Liebig glaubte als erklärter Anhänger des Mechanismus, dass
Kohlehydrate und Lipide die Brennmaterialien für den Körper
seien, genauso wie sie einem offenen Feuer als Brennstoff dienen würden.
Das bedeutete einen Fortschritt gegenüber Lavoisiers Ansichten ein
halbes Jahrhundert vorher. Lavoisier hatte nur von Kohle und Stickstoff
sprechen können, während man jetzt genauer über Kohlehydrate
und Lipide, die aus Kohlenstoff, Wasserstoff (und Sauerstoff) zusammengesetzt
waren, sprach.
Liebigs Auffassungen regten zur Untersuchung an, ob die durch ein solches
Brennmaterial im Körper erzeugte Wärmemenge gleich der sei,
die man erhält, wenn Kohlehydrate und Fette außerhalb des Körpers
auf gewöhnliche Weise verbrannt werden. Lavoisiers einfache Experimente
legten den Schluss nahe, dass die Antwort "ja" heißen würde.
Die Experimentiertechnik hatte sich aber seit dieser Zeit weiter verfeinert,
so dass jetzt eine genauere Fragestellung notwendig erschien.
In den sechziger Jahren des neunzehnten Jahrhunderts wurden Geräte
zur Messung der beim Verbrennen organischer Verbindungen erzeugten Wärmemenge
entwickelt. Berthelot benutzte solche Geräte (Kalorimeter), um die
Wärmemengen von Hunderten solcher Reaktionen zu messen. Bei einem
gewöhnlichen Kalorimeter von der Art, wie sie Berthelot gebrauchte,
wird in einem geschlossenen Behälter eine brennbare Substanz mit
Sauerstoff vermischt, und dieses Gemisch wird auf elektrischem Wege zur
Entzündung gebracht. Der Behälter befindet sich in einem Wasserbad.
Das Wasser nimmt die bei der Verbrennung erzeugte Wärme auf, und
durch den Temperaturanstieg des Wassers kann man die frei gewordene Wärmeenergie
bestimmen.
Um die von Organismen erzeugte Wärmemenge zu messen, musste ein
für sie genügend großes Kalorimeter gebaut werden. Aus
dem vom Organismus verbrauchten Sauerstoff und erzeugten Kohlendioxyd
kann die Menge der auf diese Weise verbrannten Kohlehydrate und Lipide
berechnet werden. Die vom Körper erzeugte Wärmemenge lässt
sich wieder durch den Temperaturanstieg des Wassermantels messen. Diese
Wärmemenge kann dann mit der verglichen werden, die man bei der Verbrennung
der gleichen Menge von Kohlehydraten und Lipiden außerhalb des Körpers
erhalten hätte.

----------------------------------------

▶ [Arbeitsauftrag] Setze den Text über Liebig und die Wärmemessung mit dem Kalorimeter nach seinem letzten Satz fort.

▶ [Datenauszüge]
----------------------------------------

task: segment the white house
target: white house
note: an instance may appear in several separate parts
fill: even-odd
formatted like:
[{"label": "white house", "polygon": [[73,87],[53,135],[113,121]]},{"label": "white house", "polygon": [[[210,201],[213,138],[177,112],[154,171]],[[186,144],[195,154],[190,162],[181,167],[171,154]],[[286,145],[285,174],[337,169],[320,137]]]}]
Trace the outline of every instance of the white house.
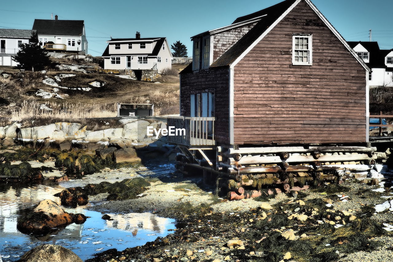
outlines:
[{"label": "white house", "polygon": [[83,20],[35,19],[33,30],[37,31],[39,44],[48,51],[87,54],[88,42]]},{"label": "white house", "polygon": [[393,87],[393,49],[381,50],[376,42],[349,42],[349,46],[371,69],[370,87]]},{"label": "white house", "polygon": [[165,37],[112,39],[102,54],[105,69],[156,69],[161,73],[172,67],[172,53]]},{"label": "white house", "polygon": [[32,32],[31,30],[0,28],[0,65],[18,65],[11,57],[18,53],[21,45],[29,42]]}]

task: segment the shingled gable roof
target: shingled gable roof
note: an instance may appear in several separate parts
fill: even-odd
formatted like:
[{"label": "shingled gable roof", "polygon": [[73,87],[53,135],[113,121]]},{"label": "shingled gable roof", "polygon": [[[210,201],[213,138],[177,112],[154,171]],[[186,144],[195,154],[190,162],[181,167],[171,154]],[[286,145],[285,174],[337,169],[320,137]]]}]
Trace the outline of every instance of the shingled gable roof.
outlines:
[{"label": "shingled gable roof", "polygon": [[259,17],[264,14],[267,15],[263,17],[261,20],[254,27],[228,51],[213,62],[210,66],[214,67],[226,66],[230,66],[231,67],[234,66],[301,1],[306,2],[315,11],[317,15],[347,48],[348,51],[356,58],[359,63],[366,70],[369,71],[370,69],[364,61],[349,46],[340,33],[318,10],[310,0],[286,0],[260,11],[237,18],[233,22],[234,23],[250,19],[254,16]]},{"label": "shingled gable roof", "polygon": [[39,35],[81,36],[83,20],[49,20],[35,19],[33,30]]},{"label": "shingled gable roof", "polygon": [[[161,49],[161,46],[162,46],[163,44],[164,43],[164,42],[165,41],[165,39],[166,39],[166,37],[160,37],[160,38],[157,38],[157,37],[155,37],[155,38],[149,38],[149,39],[147,39],[147,38],[140,38],[140,39],[137,39],[136,38],[119,38],[119,39],[112,39],[111,40],[108,41],[108,42],[111,42],[112,41],[125,41],[125,40],[126,39],[129,39],[129,40],[146,40],[146,39],[151,39],[151,40],[154,40],[154,39],[158,39],[158,40],[156,41],[156,42],[157,42],[157,43],[156,44],[156,45],[155,45],[155,46],[154,46],[154,48],[153,48],[153,51],[152,51],[151,53],[149,54],[148,54],[149,55],[151,55],[152,56],[156,56],[157,55],[158,55],[158,53],[160,52],[160,50]],[[119,40],[118,39],[121,39],[121,40]],[[139,43],[139,42],[138,42]],[[108,46],[107,46],[107,48],[105,48],[105,51],[104,51],[104,53],[102,54],[102,55],[101,55],[101,56],[102,56],[102,57],[108,57],[110,56],[111,55],[138,55],[138,54],[139,55],[140,55],[141,54],[133,54],[132,53],[126,53],[126,54],[112,54],[112,55],[110,55],[110,54],[109,54],[109,45],[108,44]]]},{"label": "shingled gable roof", "polygon": [[34,31],[33,30],[0,28],[0,37],[29,39],[31,36],[31,33]]},{"label": "shingled gable roof", "polygon": [[381,50],[377,42],[348,42],[349,46],[352,48],[354,48],[360,44],[368,51],[369,62],[366,64],[370,68],[384,68],[391,70],[391,67],[387,67],[385,64],[385,57],[390,53],[391,50]]}]

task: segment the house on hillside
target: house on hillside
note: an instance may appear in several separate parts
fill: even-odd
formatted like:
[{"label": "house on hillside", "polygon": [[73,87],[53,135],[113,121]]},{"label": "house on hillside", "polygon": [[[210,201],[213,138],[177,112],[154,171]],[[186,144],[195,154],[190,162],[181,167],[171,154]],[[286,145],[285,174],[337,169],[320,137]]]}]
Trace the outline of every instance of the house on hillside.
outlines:
[{"label": "house on hillside", "polygon": [[18,65],[11,57],[18,53],[22,44],[29,42],[33,31],[31,30],[0,28],[0,65],[15,66]]},{"label": "house on hillside", "polygon": [[39,45],[48,51],[77,52],[87,54],[88,42],[83,20],[35,19]]},{"label": "house on hillside", "polygon": [[102,56],[105,69],[131,72],[140,79],[144,74],[142,71],[160,74],[171,68],[173,57],[165,37],[141,38],[137,32],[135,38],[114,39],[107,42]]},{"label": "house on hillside", "polygon": [[[310,0],[286,0],[191,38],[193,62],[180,73],[181,116],[167,123],[185,130],[168,137],[185,166],[245,173],[246,163],[314,159],[304,153],[286,161],[281,150],[366,145],[370,69]],[[284,145],[298,148],[277,149]],[[259,153],[245,157],[252,153]]]},{"label": "house on hillside", "polygon": [[376,42],[348,42],[371,72],[369,73],[370,87],[393,87],[393,49],[381,50]]}]

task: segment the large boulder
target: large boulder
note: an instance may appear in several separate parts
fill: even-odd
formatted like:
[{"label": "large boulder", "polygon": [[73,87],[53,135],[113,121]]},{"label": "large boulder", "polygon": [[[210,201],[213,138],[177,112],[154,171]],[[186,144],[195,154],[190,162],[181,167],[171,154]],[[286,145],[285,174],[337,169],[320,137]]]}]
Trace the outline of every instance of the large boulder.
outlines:
[{"label": "large boulder", "polygon": [[19,262],[83,262],[69,249],[57,245],[42,245],[29,250]]},{"label": "large boulder", "polygon": [[17,227],[26,234],[43,234],[53,228],[63,227],[73,223],[72,216],[50,199],[40,202],[27,216],[18,220]]},{"label": "large boulder", "polygon": [[48,125],[36,126],[31,128],[31,138],[33,139],[42,139],[52,137],[56,131],[56,125],[54,124]]},{"label": "large boulder", "polygon": [[134,148],[123,148],[115,152],[116,163],[140,163],[141,161]]}]

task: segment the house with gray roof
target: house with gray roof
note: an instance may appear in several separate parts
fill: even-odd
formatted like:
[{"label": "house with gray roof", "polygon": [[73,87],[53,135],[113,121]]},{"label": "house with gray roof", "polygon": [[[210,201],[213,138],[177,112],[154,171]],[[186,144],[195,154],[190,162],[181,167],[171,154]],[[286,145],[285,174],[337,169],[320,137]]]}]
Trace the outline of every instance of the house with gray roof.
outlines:
[{"label": "house with gray roof", "polygon": [[18,63],[12,60],[22,44],[29,42],[34,30],[0,28],[0,65],[15,66]]},{"label": "house with gray roof", "polygon": [[33,30],[37,31],[39,45],[51,52],[87,54],[88,42],[83,20],[35,19]]}]

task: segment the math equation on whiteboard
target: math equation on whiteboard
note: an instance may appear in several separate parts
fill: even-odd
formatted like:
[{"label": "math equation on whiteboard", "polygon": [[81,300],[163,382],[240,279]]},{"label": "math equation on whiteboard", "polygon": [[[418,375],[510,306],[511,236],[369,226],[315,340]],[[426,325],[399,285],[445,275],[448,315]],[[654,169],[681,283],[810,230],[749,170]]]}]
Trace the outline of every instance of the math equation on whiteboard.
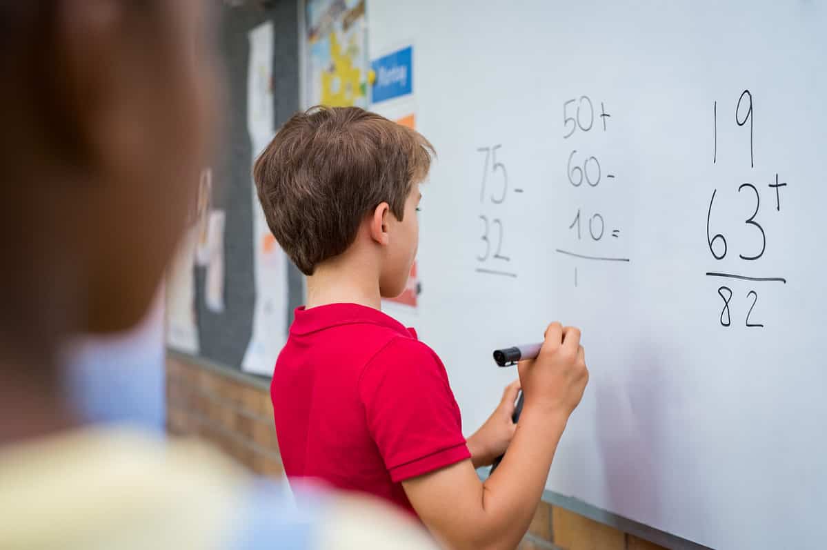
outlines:
[{"label": "math equation on whiteboard", "polygon": [[[717,281],[717,294],[720,297],[719,311],[715,313],[721,327],[747,327],[751,329],[764,327],[762,316],[760,295],[774,291],[777,285],[786,285],[782,274],[763,272],[763,258],[767,252],[767,232],[764,220],[769,217],[782,216],[784,188],[787,182],[777,171],[756,168],[759,164],[753,147],[755,104],[753,93],[748,89],[734,94],[731,100],[712,104],[713,143],[711,162],[717,166],[722,157],[730,162],[735,160],[739,166],[739,179],[721,181],[710,191],[709,208],[706,211],[706,245],[710,261],[715,264],[738,265],[738,270],[710,269],[706,276]],[[740,145],[737,150],[719,151],[719,135],[722,132],[738,132]],[[732,142],[731,141],[729,142]],[[721,212],[716,202],[722,194],[736,194],[743,201],[749,214],[743,222],[748,230],[748,242],[741,243],[739,250],[733,250],[727,237],[715,227],[716,220],[732,217],[729,212]],[[739,215],[739,214],[734,214]],[[724,264],[724,261],[726,263]]]},{"label": "math equation on whiteboard", "polygon": [[509,246],[509,229],[504,205],[513,195],[521,195],[522,187],[509,181],[503,144],[476,148],[482,175],[480,178],[480,238],[476,271],[483,275],[516,278]]},{"label": "math equation on whiteboard", "polygon": [[611,117],[604,101],[587,95],[566,99],[562,104],[562,139],[570,146],[563,184],[577,189],[580,205],[561,221],[567,225],[568,238],[565,247],[554,251],[571,262],[575,286],[578,285],[580,270],[589,265],[624,265],[631,261],[612,252],[615,247],[610,243],[620,241],[623,234],[616,222],[618,217],[613,216],[615,213],[597,211],[590,206],[595,194],[606,193],[607,188],[620,181],[610,166],[600,162],[595,140],[590,139],[595,132],[609,132]]}]

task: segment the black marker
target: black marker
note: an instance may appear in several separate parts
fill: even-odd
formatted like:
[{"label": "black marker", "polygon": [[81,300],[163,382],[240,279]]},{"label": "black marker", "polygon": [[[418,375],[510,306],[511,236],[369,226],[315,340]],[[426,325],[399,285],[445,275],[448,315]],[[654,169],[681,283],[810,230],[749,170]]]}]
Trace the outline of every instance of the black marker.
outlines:
[{"label": "black marker", "polygon": [[543,344],[523,344],[506,347],[501,350],[494,351],[494,361],[497,361],[500,366],[511,366],[516,365],[517,361],[525,359],[533,359],[540,352],[540,347]]}]

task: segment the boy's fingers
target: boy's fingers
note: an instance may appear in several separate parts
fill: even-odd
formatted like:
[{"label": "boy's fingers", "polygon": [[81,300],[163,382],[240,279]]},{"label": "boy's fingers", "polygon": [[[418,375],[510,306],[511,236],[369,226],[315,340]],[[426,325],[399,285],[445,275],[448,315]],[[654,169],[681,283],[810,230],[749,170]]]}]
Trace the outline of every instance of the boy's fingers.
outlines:
[{"label": "boy's fingers", "polygon": [[563,329],[563,347],[568,347],[573,355],[580,348],[580,329],[576,327],[566,327]]},{"label": "boy's fingers", "polygon": [[519,392],[519,380],[514,380],[505,386],[505,390],[503,390],[503,402],[509,403],[513,407],[514,401],[517,400],[517,395]]},{"label": "boy's fingers", "polygon": [[555,321],[546,328],[544,337],[543,344],[557,347],[563,339],[563,326]]}]

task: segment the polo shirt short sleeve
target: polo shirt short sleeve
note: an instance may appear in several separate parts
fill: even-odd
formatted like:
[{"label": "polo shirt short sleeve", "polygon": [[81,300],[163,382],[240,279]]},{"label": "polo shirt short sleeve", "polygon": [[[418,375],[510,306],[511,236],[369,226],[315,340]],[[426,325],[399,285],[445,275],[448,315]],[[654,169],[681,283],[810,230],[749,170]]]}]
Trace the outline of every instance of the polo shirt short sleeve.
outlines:
[{"label": "polo shirt short sleeve", "polygon": [[445,367],[415,337],[394,337],[377,352],[362,371],[359,393],[394,482],[471,457]]}]

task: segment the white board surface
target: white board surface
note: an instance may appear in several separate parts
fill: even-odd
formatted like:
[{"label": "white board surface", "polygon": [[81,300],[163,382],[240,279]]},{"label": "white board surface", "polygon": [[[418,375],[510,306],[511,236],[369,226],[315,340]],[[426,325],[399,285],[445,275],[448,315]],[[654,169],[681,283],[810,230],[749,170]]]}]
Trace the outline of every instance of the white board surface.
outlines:
[{"label": "white board surface", "polygon": [[575,324],[591,380],[549,490],[716,548],[823,548],[825,2],[371,0],[368,19],[371,55],[413,44],[404,101],[439,155],[418,307],[388,311],[446,363],[466,433],[516,375],[491,351]]}]

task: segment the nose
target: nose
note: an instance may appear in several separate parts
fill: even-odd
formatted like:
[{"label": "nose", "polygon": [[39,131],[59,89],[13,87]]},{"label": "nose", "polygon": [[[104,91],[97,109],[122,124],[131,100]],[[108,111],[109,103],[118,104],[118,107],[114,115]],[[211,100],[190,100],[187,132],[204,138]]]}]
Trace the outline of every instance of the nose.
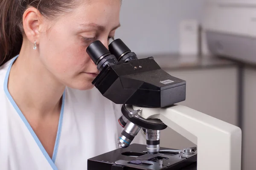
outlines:
[{"label": "nose", "polygon": [[104,40],[101,40],[100,41],[104,45],[105,47],[108,49],[108,41]]}]

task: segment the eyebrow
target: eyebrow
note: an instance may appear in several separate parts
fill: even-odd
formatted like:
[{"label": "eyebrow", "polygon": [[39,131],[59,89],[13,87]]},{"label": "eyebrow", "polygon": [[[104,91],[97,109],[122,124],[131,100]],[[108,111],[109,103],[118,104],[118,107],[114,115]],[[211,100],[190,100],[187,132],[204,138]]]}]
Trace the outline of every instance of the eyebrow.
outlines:
[{"label": "eyebrow", "polygon": [[[106,27],[105,27],[105,26],[100,26],[99,25],[95,24],[94,23],[90,23],[89,24],[80,24],[80,26],[82,26],[82,27],[94,27],[94,28],[95,28],[101,31],[103,31],[106,30]],[[119,23],[117,26],[113,27],[111,29],[111,31],[113,31],[113,30],[115,30],[116,29],[117,29],[120,26],[121,26],[121,25]]]}]

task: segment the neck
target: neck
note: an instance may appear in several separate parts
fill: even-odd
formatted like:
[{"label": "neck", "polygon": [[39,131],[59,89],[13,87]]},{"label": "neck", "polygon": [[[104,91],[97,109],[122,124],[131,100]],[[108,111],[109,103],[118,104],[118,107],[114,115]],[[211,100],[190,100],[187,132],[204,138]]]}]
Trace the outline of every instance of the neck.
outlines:
[{"label": "neck", "polygon": [[65,86],[42,64],[38,50],[29,46],[22,46],[11,69],[9,91],[23,113],[41,116],[59,113]]}]

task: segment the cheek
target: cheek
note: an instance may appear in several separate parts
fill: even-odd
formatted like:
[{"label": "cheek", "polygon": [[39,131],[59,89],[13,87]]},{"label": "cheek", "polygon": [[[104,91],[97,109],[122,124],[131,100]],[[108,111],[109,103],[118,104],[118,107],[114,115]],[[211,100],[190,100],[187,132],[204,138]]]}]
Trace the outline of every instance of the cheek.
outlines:
[{"label": "cheek", "polygon": [[61,30],[52,30],[42,38],[41,57],[52,73],[75,74],[82,71],[90,60],[86,53],[86,47],[76,38]]}]

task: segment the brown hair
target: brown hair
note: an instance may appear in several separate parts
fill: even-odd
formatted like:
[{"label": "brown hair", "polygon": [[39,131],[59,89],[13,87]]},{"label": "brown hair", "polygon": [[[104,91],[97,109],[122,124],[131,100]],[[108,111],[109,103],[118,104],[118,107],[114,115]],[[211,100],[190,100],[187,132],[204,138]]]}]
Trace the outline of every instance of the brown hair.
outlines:
[{"label": "brown hair", "polygon": [[23,34],[22,17],[28,7],[35,7],[44,17],[52,19],[78,4],[71,0],[0,0],[0,66],[20,53]]}]

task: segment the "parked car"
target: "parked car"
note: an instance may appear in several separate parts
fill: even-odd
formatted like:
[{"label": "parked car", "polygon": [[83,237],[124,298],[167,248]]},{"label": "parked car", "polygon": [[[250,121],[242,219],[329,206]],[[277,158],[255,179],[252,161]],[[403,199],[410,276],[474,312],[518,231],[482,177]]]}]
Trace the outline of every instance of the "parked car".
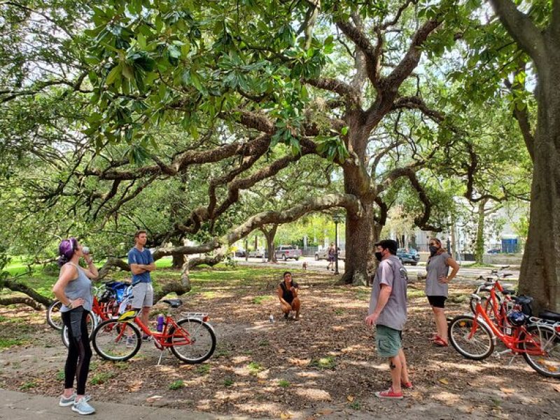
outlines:
[{"label": "parked car", "polygon": [[262,258],[262,254],[265,254],[265,258],[268,258],[268,251],[266,249],[257,249],[256,251],[249,251],[249,258]]},{"label": "parked car", "polygon": [[406,248],[399,248],[397,250],[397,256],[402,264],[410,264],[411,265],[416,265],[420,260],[420,255],[418,255],[416,250],[409,249],[407,251]]},{"label": "parked car", "polygon": [[282,259],[286,261],[288,258],[293,258],[296,261],[302,256],[302,250],[298,249],[293,245],[281,245],[274,250],[276,259]]},{"label": "parked car", "polygon": [[[339,260],[344,260],[346,258],[346,251],[338,251],[338,259]],[[315,253],[315,260],[318,261],[319,260],[328,260],[328,248],[326,249],[323,249],[323,251],[318,251]]]},{"label": "parked car", "polygon": [[486,251],[486,253],[500,253],[501,251],[499,248],[493,248],[492,249],[489,249]]}]

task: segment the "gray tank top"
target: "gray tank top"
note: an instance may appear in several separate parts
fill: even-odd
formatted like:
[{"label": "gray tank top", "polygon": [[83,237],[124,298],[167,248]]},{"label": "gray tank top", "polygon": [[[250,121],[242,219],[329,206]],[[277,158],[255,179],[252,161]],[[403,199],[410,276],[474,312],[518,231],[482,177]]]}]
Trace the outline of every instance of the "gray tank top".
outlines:
[{"label": "gray tank top", "polygon": [[[64,294],[71,300],[81,298],[85,301],[83,303],[83,309],[86,311],[91,311],[93,305],[92,281],[80,267],[71,262],[68,262],[68,264],[76,267],[78,271],[78,278],[68,282],[68,284],[64,288]],[[71,310],[70,308],[65,304],[63,304],[60,308],[61,312],[67,312],[69,310]]]},{"label": "gray tank top", "polygon": [[447,276],[449,272],[447,258],[451,255],[447,252],[434,255],[428,260],[426,265],[426,295],[447,297],[449,286],[447,283],[440,283],[438,279],[442,276]]}]

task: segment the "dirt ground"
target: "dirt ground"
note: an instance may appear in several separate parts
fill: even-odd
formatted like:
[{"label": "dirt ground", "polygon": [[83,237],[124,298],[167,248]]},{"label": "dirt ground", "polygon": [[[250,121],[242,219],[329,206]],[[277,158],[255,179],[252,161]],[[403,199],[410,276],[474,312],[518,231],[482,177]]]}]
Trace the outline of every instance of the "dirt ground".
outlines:
[{"label": "dirt ground", "polygon": [[[167,353],[156,365],[160,352],[151,343],[128,362],[94,354],[88,393],[267,419],[560,419],[560,381],[540,376],[522,357],[475,362],[430,344],[434,326],[420,283],[409,289],[404,332],[414,388],[400,401],[377,399],[373,393],[388,386],[390,374],[364,324],[369,289],[298,272],[302,318],[285,321],[274,298],[279,277],[206,281],[183,299],[182,310],[208,312],[216,329],[216,351],[207,362],[185,365]],[[465,312],[473,286],[451,289],[448,315]],[[1,309],[0,319],[0,336],[28,337],[0,351],[0,387],[59,395],[66,349],[57,332],[25,307]]]}]

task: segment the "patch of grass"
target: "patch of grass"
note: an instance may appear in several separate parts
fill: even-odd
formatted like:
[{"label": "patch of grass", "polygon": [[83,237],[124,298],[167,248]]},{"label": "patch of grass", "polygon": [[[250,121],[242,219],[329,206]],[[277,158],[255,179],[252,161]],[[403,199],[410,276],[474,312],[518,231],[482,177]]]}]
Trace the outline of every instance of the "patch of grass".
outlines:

----------------------------------------

▶ [Ausgabe]
Der deutsche Physiologe Karl von Voit (1831-1908), ein Schüler
Liebigs, konstruierte gemeinsam mit dem deutschen Chemiker Max von
Pettenkofer (1818-1901) Kalorimeter, die groß genug waren, Tiere
und sogar Menschen aufzunehmen. Die von ihnen angestellten Messungen schienen
es sehr wahrscheinlich zu machen, dass lebendes Gewebe letzten Endes keine
anderen Energiequellen hatte als die, welche in der unbelebten Natur vorhanden
waren.
Voits Schüler Max Rubner (1854-2932) räumte durch weitere
Untersuchungen jeden möglichen Zweifel aus. Er stellte Messungen
über den Stickstoffgehalt von Urin und Kot an und analysierte die
Nahrung seiner Versuchsobjekte sehr genau, so dass er daraus Schlüsse
über Eiweiß, Kohlehydrate und Lipide ziehen konnte. Etwa 1884
war er in der Lage zu zeigen, dass Kohlehydrate und Lipide nicht die einzigen
Brennstoffe für den Körper waren. Eiweißmoleküle
konnten dieselbe Funktion übernehmen, nachdem die stickstoffhaltigen
Bestandteile entzogen worden waren. Als man auch Eiweiß als Brennstoff
erkannt hatte, konnte Rubner seine Messungen um so genauer durchführen.
Um 1894 war es ihm möglich zu zeigen, dass die von den Nahrungsmitteln
im Körper erzeugte Energie gleich der war, die durch eine gewöhnliche
Verbrennung frei geworden wäre (nachdem man den Energiegehalt des
Urins und Kots in Betracht gezogen hatte).
Der Satz von der Erhaltung der Energie galt in gleicher Weise für
die belebte als auch für die unbelebte Natur.
Die neuen Messungen wurden in der Medizin angewendet. Der deutsche Physiologe
Adolf Magnus-Levy (1865-1955) begann im Jahre 1893 die minimale Geschwindigkeit
der Energieerzeugung beim Menschen zu messen (Grundumsatz) und fand erhebliche
Abweichungen bei Krankheiten, in die die Schilddrüse verwickelt war.
Von da an wurden die Messungen des Grundumsatzes ein wichtiges diagnostisches
Hilfsmittel.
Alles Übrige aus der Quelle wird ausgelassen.